Exercise instructions: Starting at the line containing "the person wearing" and running through the end of the records below, give those lines again with "stone curb" replaced by "concrete curb" and everything else unchanged.

Given entries:
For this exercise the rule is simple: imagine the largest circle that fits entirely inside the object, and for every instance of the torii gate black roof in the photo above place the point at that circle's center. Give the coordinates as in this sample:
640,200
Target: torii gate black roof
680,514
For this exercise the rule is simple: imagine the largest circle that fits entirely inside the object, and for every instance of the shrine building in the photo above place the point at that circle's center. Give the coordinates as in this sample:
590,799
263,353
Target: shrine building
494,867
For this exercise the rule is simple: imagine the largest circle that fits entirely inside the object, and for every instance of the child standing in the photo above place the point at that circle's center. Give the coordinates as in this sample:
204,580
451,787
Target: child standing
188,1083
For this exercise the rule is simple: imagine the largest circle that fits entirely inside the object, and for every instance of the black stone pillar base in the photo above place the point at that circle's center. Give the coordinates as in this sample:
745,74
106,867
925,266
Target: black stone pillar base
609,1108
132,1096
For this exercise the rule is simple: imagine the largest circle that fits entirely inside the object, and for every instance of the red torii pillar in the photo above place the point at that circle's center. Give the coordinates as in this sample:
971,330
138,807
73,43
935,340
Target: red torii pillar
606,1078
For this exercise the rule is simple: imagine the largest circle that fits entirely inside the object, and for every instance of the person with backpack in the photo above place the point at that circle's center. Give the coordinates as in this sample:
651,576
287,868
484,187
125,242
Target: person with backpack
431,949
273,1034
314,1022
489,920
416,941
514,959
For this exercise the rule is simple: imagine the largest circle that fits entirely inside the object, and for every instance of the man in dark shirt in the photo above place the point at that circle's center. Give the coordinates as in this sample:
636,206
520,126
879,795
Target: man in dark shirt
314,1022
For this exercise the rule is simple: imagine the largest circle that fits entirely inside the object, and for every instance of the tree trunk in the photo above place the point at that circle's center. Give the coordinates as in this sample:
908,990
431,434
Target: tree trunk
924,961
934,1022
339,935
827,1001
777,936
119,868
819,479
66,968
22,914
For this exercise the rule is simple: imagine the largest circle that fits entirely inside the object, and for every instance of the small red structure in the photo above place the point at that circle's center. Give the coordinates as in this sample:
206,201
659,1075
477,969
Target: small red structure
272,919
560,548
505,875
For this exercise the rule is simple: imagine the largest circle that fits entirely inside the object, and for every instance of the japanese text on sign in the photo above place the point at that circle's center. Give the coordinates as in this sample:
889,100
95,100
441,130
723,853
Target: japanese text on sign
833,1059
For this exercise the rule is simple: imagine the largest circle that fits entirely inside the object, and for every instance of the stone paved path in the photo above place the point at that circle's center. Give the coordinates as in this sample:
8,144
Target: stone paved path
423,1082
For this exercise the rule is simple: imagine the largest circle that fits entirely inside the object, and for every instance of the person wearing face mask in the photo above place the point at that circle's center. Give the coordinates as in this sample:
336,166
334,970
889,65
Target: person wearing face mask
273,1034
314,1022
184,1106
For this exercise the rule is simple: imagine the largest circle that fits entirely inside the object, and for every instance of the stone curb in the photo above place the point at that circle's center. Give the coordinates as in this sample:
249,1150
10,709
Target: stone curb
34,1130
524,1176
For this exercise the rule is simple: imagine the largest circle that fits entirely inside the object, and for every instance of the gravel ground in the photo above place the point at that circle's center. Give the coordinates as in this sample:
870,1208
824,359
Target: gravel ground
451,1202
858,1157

Complete answer:
For this exercise the rule is simple: imagine the largest circle that fits entirely inside the object, and for every instance of the person wearing face mask in the photo above place the point at that circle's center. Give the coordinates as in this sample:
336,166
334,970
889,65
Target: person wearing face mask
273,1034
314,1022
184,1106
For this exercise the rule is simple: imagine the largest circle that fits entirely inside the object, and for every instance of the concrete curb in the photo above place the point at that circle's center. Give the coordinates as in this sample:
249,1150
10,709
Target: concrete curb
34,1130
524,1176
For this exercise the rule is simple: imagine the largest circle that fits entirely inside the object, and for every instance of the gravel ground in the photo above place the point at that circle's center. Give the coordinates as in this sample:
870,1208
824,359
Target: gravel ground
451,1202
858,1157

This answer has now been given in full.